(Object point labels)
# # # # # # #

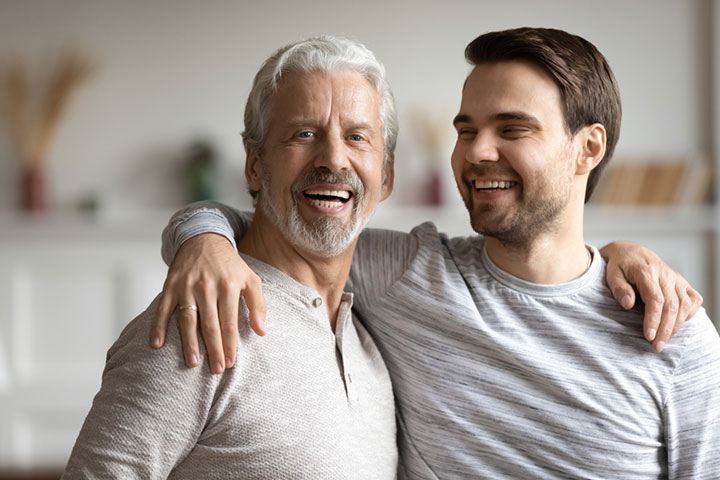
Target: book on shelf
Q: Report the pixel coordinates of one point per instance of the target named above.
(682, 181)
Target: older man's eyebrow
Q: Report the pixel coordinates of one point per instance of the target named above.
(461, 118)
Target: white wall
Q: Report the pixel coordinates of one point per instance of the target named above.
(169, 71)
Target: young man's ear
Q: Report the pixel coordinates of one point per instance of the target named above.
(388, 178)
(592, 148)
(253, 167)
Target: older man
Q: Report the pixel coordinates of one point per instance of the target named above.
(509, 356)
(313, 400)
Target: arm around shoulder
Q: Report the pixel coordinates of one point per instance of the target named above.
(203, 217)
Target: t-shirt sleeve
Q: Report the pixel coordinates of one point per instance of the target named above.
(693, 405)
(203, 217)
(149, 412)
(381, 258)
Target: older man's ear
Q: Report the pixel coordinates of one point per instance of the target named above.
(388, 178)
(252, 169)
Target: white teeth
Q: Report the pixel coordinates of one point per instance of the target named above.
(330, 193)
(492, 184)
(326, 203)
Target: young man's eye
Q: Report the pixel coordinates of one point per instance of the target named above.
(466, 133)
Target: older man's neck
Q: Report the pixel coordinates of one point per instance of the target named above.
(551, 258)
(326, 275)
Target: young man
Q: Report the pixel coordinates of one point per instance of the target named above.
(508, 355)
(314, 399)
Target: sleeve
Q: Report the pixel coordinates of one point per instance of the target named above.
(203, 217)
(693, 405)
(149, 412)
(381, 258)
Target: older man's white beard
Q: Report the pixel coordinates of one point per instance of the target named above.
(325, 236)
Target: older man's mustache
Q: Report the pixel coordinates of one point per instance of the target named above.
(324, 175)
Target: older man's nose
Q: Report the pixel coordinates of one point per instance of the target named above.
(332, 154)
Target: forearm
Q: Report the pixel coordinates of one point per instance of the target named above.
(203, 217)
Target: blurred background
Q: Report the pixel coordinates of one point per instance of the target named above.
(116, 113)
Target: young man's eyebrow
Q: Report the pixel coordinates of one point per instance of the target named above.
(518, 116)
(504, 116)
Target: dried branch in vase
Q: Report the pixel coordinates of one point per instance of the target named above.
(32, 131)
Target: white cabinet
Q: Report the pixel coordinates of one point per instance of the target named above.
(66, 291)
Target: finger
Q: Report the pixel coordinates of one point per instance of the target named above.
(620, 287)
(162, 316)
(228, 312)
(651, 293)
(669, 311)
(187, 323)
(255, 302)
(210, 328)
(685, 306)
(697, 301)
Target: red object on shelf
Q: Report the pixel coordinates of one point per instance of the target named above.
(32, 190)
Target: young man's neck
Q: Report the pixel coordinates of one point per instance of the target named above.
(327, 276)
(549, 258)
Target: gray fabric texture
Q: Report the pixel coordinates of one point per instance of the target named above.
(301, 403)
(495, 377)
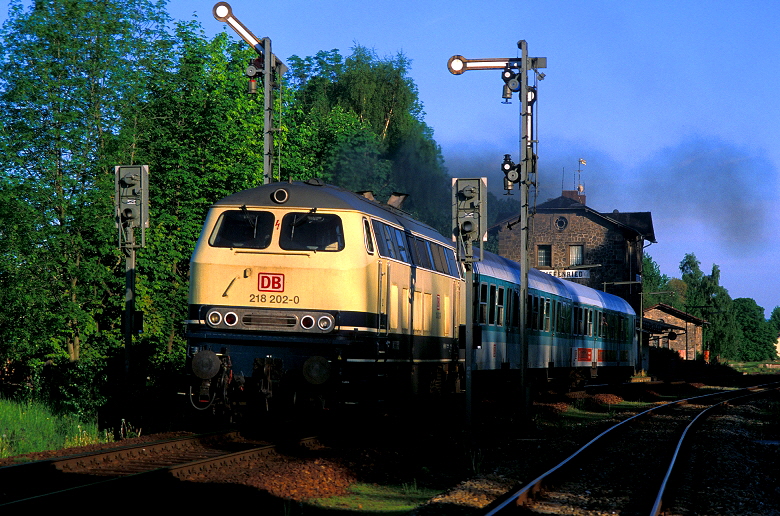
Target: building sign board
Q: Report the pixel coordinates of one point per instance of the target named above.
(569, 273)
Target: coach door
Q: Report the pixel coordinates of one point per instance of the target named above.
(383, 296)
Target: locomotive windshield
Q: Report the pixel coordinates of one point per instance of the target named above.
(243, 228)
(311, 231)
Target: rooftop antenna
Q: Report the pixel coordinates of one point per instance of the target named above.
(580, 188)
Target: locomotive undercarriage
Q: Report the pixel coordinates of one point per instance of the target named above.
(287, 376)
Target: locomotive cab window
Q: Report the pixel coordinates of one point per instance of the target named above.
(311, 232)
(243, 228)
(367, 237)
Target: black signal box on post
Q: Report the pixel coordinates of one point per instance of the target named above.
(132, 201)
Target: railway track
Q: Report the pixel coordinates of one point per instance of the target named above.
(629, 468)
(139, 476)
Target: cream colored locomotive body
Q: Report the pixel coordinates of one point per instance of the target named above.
(305, 290)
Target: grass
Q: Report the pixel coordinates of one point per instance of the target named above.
(28, 427)
(376, 499)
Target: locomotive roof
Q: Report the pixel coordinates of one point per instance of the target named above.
(316, 194)
(504, 269)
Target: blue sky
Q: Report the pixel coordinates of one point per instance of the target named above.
(673, 104)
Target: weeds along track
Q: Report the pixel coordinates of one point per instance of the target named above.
(140, 476)
(631, 468)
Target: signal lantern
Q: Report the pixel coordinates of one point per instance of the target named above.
(511, 79)
(510, 170)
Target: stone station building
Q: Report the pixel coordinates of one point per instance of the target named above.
(570, 240)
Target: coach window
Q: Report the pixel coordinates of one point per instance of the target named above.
(547, 314)
(589, 315)
(243, 228)
(514, 311)
(493, 303)
(311, 232)
(483, 303)
(500, 307)
(576, 255)
(544, 256)
(367, 237)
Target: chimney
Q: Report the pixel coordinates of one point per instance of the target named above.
(397, 199)
(575, 195)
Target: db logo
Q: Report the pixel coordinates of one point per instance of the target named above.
(267, 282)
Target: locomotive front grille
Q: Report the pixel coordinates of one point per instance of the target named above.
(270, 321)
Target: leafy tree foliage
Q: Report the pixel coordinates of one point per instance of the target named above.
(658, 287)
(358, 123)
(707, 299)
(774, 320)
(69, 70)
(85, 87)
(759, 337)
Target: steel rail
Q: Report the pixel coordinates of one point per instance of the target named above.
(658, 504)
(521, 497)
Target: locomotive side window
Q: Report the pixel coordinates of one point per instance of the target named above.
(243, 228)
(400, 240)
(395, 243)
(367, 237)
(439, 260)
(311, 232)
(423, 256)
(453, 263)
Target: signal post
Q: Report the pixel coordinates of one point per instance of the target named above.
(514, 73)
(469, 220)
(131, 201)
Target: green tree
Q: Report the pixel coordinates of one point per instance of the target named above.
(68, 72)
(201, 134)
(774, 320)
(358, 123)
(759, 337)
(656, 286)
(707, 299)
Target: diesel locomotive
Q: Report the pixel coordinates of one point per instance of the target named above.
(306, 293)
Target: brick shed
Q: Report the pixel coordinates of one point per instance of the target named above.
(687, 339)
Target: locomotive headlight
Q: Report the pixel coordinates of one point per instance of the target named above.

# # # # # # #

REQUIREMENT = Reproduce every entry word for word, but omit the pictures.

PROBLEM SOLUTION =
Target: book on shelf
Q: Report the pixel coordinates of one point per instance of the target named above.
(682, 181)
Target: older man's eyebrow
Q: Report the pixel coordinates of one point per instance of the target named above.
(461, 118)
Target: white wall
Q: Report the pixel coordinates of one point per instance of the target named above.
(169, 71)
Target: young man's ear
Q: Report the pixel coordinates of one point per instance of the target named above.
(388, 178)
(592, 148)
(253, 167)
Target: older man
Q: Report the pixel coordinates of one point per instance of the target named above.
(509, 356)
(313, 400)
Target: arm around shoulder
Q: Report the pixel coordinates of one point per instance of the target named above.
(203, 217)
Target: t-shirt sleeve
Q: Report the pixel coordinates of one point per instance of the target named above.
(693, 405)
(203, 217)
(149, 412)
(381, 258)
Target: older man's ear
Q: Report the pixel coordinates of one point per instance of the target named above.
(388, 178)
(252, 169)
Target: white teeth
Q: Report the pixel coordinates of one point per instance of the target named above.
(330, 193)
(492, 184)
(326, 203)
Target: young man's eye
Q: Report the pixel coordinates of one point per instance of the target named above.
(466, 133)
Target: older man's neck
Q: Report the pixel coordinates of one point per instance of the target named above.
(551, 258)
(326, 275)
Target: young man
Q: Report the pixel coordinates of one point per instance of the target named above.
(508, 355)
(314, 399)
Target: sleeve
Q: Report the pixel coordinates of one point per instance of the target named above.
(203, 217)
(693, 405)
(149, 412)
(381, 258)
Target: older man's white beard
Q: Report the pixel coordinates of one point per instance of the target named above.
(325, 236)
Target: older man's mustache
Q: Report the pixel coordinates of one point per instance of the target named above.
(324, 175)
Target: older man's nose
Q: Report the pixel coordinates of one point per instance of the target named above.
(332, 154)
Target: forearm
Q: Report the pixel coordinates of one point per instance of the target named above.
(203, 217)
Target: blurred background
Q: Report the pixel coordinates of one point per instance of the target named above.
(116, 113)
Target: young man's eyebrow
Q: Report the pixel coordinates of one point per instance of the target named above.
(518, 116)
(504, 116)
Target: dried branch in vase
Q: Report the pixel coordinates of one point per instance of the target named above.
(32, 131)
Target: white cabinet
Q: Report the pixel coordinates of one point per instance of the target named above.
(66, 291)
Target: finger
Q: Report the pixel coordinates of one point per instance of the target named above.
(620, 287)
(162, 316)
(228, 312)
(651, 293)
(669, 311)
(187, 323)
(255, 302)
(210, 328)
(685, 306)
(697, 301)
Target: red object on shelf
Q: Report the pixel coordinates of one point per instance of the target named above.
(32, 190)
Target: young man's neck
Q: Report the pixel coordinates of one point per instance of the target named above.
(327, 276)
(549, 258)
Target: gray fabric texture
Q: Report the pixel coordinates of one point per instance of the target named above.
(301, 403)
(495, 377)
Target: building sign board
Q: Report the pixel coordinates of one point per instance of the target named above.
(569, 273)
Target: coach door
Q: Report the pixel coordinates of one point per instance of the target named above.
(383, 296)
Target: locomotive windshield
Q: Report the pixel coordinates of one point per instance of the target named above.
(243, 228)
(311, 231)
Target: rooftop antenna
Q: Report the pixel coordinates of one point per instance of the target named above.
(580, 188)
Target: locomotive undercarriage
Q: Report the pixel coordinates of one point per instance of the target named above.
(287, 376)
Target: locomotive cab window
Q: Report the pixel coordinates of one point per instance of the target named above.
(311, 232)
(243, 228)
(367, 237)
Target: black signal box on post
Q: Report the pixel coordinates of one point per instance of the target named above.
(132, 201)
Target: railway track
Q: Report the pixel coordinates of one point per instance of the target named above.
(629, 468)
(139, 476)
Target: cream colored locomotive body
Q: Report the pixel coordinates of one point per instance of the target named above.
(305, 290)
Target: grass
Q: Report the pixel coordinates of one point per instance of the target named above.
(28, 427)
(376, 499)
Target: locomotive roof
Q: Report the pixel coordinates of one point per instance of the target named above.
(316, 194)
(504, 269)
Target: blue sky
Q: Report the pixel coordinates of one point per instance of the target named above.
(673, 104)
Target: weeds along track
Q: Report the pixel coordinates of one point per instance of the target named above.
(140, 476)
(631, 468)
Target: signal lantern
Q: Report the pixel coordinates of one point per instance of the target named above.
(511, 79)
(510, 170)
Target: stone station building
Q: Report the pixel coordinates of one point per instance of the target named above.
(570, 240)
Target: coach window
Q: Report the pixel coordinates of one point per instance of the target named above.
(547, 314)
(589, 315)
(243, 228)
(514, 311)
(493, 303)
(311, 232)
(483, 303)
(500, 307)
(576, 255)
(544, 256)
(367, 237)
Target: chimney
Q: Report the pixel coordinates of one point per instance of the target named above.
(397, 199)
(575, 195)
Target: db logo
Q: Report the pixel coordinates of one point per instance of the target named above.
(267, 282)
Target: locomotive front grille
Q: Report the pixel coordinates of one point per instance of the target named above.
(270, 321)
Target: leafy tree foliage
Q: Report the pixel coordinates of one point per instance of the target named above.
(658, 287)
(358, 123)
(707, 299)
(774, 320)
(69, 70)
(85, 87)
(759, 337)
Target: steel rail
Q: Report the pixel coordinates of one point per instance of the target named above.
(658, 504)
(521, 497)
Target: locomotive side window
Q: Report the pixel coordinates of one point per instance of the target named above.
(243, 228)
(400, 240)
(395, 243)
(367, 237)
(439, 260)
(311, 232)
(423, 256)
(453, 263)
Target: signal post
Q: Report the pixel coordinates of one point per instance of the target named above.
(514, 73)
(469, 220)
(131, 201)
Target: green tree
Q: Report the pixel coordinates of one point per instance of the target named above.
(68, 72)
(201, 134)
(774, 320)
(358, 123)
(759, 337)
(656, 286)
(707, 299)
Target: diesel locomotive
Q: Report the pixel coordinates of one point per instance of the target named above.
(306, 293)
Target: brick shed
Q: Report the pixel coordinates of one point per instance of the target named above.
(687, 339)
Target: locomotive headlight
Q: Report the pixel coordinates of one point per instance of the target named above.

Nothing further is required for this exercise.